Task objective
Count the lines in the entries below that contain the word "person". Give only the number.

Stored rows
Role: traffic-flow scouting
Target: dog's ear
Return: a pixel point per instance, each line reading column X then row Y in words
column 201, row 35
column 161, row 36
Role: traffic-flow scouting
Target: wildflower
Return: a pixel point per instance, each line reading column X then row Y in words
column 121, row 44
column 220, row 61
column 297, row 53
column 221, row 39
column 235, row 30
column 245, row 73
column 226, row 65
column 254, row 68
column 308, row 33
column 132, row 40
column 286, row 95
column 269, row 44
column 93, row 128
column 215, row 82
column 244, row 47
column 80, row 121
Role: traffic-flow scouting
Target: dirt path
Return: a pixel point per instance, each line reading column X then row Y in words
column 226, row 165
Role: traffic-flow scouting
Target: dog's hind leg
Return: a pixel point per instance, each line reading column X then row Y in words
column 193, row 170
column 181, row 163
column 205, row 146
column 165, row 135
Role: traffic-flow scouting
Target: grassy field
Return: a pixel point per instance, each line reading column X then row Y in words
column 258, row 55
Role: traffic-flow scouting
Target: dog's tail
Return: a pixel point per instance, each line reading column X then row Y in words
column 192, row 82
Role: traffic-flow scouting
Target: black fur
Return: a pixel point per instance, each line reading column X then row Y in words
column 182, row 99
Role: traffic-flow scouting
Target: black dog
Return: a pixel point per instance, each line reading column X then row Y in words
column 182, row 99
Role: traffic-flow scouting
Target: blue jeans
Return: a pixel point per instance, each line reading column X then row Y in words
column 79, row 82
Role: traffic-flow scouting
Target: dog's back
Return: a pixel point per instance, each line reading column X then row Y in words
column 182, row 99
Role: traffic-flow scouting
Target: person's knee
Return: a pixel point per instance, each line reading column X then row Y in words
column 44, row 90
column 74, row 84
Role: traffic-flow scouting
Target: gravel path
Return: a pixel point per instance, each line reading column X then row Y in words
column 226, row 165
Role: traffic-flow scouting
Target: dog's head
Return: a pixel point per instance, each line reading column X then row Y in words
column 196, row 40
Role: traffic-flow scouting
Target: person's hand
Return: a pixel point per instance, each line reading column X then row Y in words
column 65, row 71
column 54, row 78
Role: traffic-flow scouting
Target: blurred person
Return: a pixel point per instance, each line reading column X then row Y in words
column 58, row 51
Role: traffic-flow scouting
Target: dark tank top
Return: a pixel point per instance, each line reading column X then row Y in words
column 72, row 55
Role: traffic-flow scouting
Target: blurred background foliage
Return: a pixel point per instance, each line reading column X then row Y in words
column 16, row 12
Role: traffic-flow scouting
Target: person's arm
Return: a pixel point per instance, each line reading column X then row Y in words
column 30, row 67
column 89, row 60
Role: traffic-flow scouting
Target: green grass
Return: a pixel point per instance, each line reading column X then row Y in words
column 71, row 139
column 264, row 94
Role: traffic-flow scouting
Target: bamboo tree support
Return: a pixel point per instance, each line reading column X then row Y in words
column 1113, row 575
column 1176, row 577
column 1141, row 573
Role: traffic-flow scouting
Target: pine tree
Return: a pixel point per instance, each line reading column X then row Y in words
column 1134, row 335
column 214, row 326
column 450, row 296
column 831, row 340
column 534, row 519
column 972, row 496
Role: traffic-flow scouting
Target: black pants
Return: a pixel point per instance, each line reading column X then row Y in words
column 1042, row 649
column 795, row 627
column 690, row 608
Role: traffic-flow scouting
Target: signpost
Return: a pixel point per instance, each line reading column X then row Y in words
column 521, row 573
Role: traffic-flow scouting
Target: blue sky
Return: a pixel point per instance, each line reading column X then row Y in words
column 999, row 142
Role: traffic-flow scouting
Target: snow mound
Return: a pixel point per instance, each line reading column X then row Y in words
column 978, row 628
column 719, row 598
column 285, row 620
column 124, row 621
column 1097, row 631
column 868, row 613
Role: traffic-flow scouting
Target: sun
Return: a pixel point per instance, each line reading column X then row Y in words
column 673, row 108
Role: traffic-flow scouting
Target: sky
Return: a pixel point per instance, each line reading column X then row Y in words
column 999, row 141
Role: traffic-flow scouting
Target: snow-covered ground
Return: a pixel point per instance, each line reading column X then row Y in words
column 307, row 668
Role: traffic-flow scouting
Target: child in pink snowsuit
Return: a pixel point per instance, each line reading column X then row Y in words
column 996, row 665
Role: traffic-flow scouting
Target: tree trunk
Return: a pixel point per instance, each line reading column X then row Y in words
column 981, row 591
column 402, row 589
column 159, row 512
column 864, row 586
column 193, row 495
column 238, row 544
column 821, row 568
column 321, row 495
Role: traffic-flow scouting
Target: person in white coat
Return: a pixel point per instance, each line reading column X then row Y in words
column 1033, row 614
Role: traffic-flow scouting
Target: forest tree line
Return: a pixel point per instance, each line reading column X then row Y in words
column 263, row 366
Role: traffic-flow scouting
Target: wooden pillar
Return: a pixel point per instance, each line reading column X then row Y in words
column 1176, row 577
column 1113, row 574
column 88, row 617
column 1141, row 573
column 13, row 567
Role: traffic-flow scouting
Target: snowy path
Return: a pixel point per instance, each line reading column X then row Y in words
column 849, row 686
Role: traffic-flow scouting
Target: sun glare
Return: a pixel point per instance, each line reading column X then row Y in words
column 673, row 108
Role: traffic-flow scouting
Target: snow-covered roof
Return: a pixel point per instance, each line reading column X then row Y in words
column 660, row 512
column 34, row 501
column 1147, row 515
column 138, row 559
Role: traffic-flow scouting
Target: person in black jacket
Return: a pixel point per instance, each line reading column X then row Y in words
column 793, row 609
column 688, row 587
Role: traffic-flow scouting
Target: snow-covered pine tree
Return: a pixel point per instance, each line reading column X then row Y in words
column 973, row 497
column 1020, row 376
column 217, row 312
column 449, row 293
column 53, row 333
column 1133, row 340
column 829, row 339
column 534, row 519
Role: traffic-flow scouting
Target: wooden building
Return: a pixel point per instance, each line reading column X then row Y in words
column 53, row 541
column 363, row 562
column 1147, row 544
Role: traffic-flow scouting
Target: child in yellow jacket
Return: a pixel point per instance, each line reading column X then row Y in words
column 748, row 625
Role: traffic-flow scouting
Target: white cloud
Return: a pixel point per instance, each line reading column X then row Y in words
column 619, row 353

Solution
6